** Text under study follows **

And that’s amazing. Because if you could bottle this up and sell it, you’d get millions. After all, people are willing to pay tens of thousands for medical help so they can live just a few more years in a kind of happy but also miserable world. What would they be willing to pay to live forever, in a place of total and complete happiness? Which is exactly what God is giving away, free-for-nothing, every Sunday in the Absolution, in the Gospel, in the Sacraments. Things that, if you could bottle them, you could sell for millions. But God gives them away each Sunday morning, free-for-nothing. That’s amazing.

“…so that no one can boast.” Sinful pride grows on the human heart like lard on a pig. Sinful pride is the source of most of the problems and conflicts and rubs in our life, is this not true. Christ warns us to repent of sinful pride and instead to be humble, like he is, as he once said “Come learn from me, for I am gentle and humble of heart.” (Matt. 11:29) Now, you remember the definition of humility? Humility is not thinking less of yourself, for in Christ we are to think very highly of ourselves, after all, we are saints and royalty in Christ. Humility is not thinking less of yourself, but rather thinking of yourself less. Humility is learning on focusing on other people—how do they feel, what do they need. And one thing everyone needs you to do is to live by the 10 Commandments—that benefits everyone else, and happily, also benefits you.

** End of Text under study **

* Check your understanding *
A: How does the sermon excerpt define humility?
B: Extend the sermon excerpt beyond its final sentence, continuing in the same voice.

** Given data follows **

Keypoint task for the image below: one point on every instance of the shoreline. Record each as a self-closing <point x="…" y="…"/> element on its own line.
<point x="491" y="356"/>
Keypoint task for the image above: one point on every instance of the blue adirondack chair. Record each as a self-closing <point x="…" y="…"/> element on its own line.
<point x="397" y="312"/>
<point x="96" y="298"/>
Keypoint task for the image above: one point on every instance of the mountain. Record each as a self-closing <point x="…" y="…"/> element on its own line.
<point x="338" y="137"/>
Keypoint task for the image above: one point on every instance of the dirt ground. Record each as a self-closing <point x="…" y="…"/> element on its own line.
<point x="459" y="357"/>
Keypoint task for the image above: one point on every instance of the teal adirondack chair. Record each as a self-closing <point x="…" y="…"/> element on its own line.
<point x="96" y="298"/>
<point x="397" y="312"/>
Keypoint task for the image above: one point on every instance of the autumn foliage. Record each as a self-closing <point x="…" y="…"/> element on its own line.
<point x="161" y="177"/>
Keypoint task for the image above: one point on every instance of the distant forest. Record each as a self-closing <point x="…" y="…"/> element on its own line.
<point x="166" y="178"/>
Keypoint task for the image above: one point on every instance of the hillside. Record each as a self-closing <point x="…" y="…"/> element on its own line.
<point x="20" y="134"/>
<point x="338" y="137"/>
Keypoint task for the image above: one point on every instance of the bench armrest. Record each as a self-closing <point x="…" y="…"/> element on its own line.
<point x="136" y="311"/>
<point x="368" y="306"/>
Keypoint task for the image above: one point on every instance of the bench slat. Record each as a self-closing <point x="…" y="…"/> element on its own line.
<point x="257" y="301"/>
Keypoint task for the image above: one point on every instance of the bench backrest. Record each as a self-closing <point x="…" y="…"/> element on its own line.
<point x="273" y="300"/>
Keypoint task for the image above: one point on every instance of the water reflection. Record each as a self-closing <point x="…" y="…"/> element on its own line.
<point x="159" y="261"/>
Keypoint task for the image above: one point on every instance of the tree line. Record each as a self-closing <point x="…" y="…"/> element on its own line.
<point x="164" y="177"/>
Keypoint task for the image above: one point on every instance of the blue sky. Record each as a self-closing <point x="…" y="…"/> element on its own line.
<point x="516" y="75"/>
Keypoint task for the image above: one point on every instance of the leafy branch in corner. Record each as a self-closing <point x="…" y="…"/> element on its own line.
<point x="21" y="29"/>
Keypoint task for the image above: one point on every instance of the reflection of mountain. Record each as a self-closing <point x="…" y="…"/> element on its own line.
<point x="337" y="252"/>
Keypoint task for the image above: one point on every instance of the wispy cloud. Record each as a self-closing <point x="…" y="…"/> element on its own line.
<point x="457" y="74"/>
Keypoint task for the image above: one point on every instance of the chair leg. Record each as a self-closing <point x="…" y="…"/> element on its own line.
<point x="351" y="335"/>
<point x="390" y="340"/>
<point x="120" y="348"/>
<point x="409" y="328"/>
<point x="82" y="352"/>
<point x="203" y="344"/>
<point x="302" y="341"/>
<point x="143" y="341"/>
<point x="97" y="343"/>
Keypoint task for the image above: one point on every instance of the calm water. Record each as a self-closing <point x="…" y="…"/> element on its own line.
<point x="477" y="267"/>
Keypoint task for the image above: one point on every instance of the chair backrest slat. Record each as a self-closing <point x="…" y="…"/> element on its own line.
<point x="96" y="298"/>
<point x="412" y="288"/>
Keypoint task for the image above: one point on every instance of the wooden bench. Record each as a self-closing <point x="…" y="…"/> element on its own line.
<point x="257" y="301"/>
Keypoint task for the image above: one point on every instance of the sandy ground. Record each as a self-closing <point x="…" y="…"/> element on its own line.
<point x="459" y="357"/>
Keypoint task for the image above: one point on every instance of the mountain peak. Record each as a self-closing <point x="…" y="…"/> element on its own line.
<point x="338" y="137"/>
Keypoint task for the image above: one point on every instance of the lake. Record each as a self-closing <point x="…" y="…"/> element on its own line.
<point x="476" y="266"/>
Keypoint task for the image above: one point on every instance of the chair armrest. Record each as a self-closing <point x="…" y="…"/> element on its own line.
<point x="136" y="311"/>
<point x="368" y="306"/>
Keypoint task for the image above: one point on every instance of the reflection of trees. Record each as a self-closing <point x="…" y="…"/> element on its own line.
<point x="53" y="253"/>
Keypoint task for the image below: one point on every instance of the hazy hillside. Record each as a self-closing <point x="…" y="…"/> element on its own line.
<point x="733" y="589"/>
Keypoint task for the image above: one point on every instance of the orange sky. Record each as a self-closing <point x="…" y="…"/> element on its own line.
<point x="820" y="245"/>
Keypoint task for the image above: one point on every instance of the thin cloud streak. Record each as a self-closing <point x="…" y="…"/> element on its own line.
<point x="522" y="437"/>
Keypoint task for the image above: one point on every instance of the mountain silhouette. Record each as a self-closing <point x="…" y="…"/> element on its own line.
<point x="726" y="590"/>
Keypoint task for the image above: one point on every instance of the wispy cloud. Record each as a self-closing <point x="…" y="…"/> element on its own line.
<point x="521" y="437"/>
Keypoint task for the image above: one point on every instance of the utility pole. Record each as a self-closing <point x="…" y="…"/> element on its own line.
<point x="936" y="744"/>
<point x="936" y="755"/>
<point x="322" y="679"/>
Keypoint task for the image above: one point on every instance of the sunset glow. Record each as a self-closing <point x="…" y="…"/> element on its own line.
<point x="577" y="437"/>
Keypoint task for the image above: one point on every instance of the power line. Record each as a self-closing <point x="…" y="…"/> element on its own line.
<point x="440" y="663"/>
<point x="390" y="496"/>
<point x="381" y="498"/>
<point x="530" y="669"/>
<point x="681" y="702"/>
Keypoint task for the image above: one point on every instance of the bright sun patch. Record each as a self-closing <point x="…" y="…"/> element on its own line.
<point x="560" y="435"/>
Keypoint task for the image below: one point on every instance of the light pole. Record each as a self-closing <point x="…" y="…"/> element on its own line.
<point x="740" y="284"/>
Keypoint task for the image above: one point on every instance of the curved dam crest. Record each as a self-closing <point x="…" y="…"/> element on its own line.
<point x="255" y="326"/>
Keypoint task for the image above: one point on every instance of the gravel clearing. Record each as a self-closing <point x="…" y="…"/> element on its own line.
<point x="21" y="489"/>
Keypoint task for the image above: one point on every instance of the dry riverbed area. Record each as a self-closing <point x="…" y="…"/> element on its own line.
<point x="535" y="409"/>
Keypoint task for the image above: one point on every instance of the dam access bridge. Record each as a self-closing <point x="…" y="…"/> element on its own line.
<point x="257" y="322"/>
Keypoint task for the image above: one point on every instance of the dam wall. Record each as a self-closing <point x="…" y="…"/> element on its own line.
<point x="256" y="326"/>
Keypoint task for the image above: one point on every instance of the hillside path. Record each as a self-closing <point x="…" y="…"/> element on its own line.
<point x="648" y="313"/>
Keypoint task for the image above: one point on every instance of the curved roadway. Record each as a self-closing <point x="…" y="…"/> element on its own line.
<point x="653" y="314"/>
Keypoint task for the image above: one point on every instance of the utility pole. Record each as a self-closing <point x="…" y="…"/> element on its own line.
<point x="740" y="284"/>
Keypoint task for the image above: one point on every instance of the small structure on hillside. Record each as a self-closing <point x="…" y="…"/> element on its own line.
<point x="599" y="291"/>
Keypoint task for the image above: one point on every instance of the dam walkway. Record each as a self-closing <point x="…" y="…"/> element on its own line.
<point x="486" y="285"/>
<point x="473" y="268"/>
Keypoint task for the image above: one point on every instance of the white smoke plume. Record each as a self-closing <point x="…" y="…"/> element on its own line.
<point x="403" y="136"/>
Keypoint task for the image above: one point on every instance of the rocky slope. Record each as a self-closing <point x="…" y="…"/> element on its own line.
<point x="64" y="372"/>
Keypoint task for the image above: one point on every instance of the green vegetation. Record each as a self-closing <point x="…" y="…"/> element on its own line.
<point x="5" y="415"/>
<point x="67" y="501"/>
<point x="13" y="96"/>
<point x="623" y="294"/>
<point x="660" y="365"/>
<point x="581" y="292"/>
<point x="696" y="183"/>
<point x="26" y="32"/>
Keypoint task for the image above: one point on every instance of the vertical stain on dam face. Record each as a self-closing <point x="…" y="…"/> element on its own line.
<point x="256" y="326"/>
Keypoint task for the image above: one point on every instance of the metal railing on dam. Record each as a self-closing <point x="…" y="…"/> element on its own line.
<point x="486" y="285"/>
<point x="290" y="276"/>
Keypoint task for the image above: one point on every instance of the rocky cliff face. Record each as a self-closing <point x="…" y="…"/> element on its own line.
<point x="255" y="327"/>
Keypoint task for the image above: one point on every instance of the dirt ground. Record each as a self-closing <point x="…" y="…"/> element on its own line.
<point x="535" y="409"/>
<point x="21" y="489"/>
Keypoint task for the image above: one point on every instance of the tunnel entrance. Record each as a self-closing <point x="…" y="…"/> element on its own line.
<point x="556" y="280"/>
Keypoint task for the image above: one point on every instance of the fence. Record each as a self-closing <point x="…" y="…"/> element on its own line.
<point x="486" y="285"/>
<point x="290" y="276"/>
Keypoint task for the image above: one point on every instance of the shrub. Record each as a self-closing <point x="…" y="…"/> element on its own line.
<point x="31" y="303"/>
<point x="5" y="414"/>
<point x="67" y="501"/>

** End of Given data **

* Answers by item number *
A: Humility is not thinking less of yourself, but rather thinking of yourself less.

B:
And that’s our last thing about grace that is so amazing. God in his grace gives you heaven as a free gift, you do not need to obey the commandments to get to heaven. But it is precisely because he loves us that he wants us to live by his commandments every day, and night, and even at 2 in the morning. CS Lewis explained it this way, “Love may, indeed, love the beloved when her beauty is lost: but not because it is lost. Love may forgive all infirmities…but Love cannot cease to will their removal….Of all powers he forgives most, but he condones least: he is pleased with little, but demands all.”

“Amazing grace, how sweet the sound, that saved a wretch like me, I once was lost but now am found, was bind but now I see.” May you never again be blind but always have the kind of eyes that see God’s grace in Christ so clearly that you never stop being amazed by it. Amen.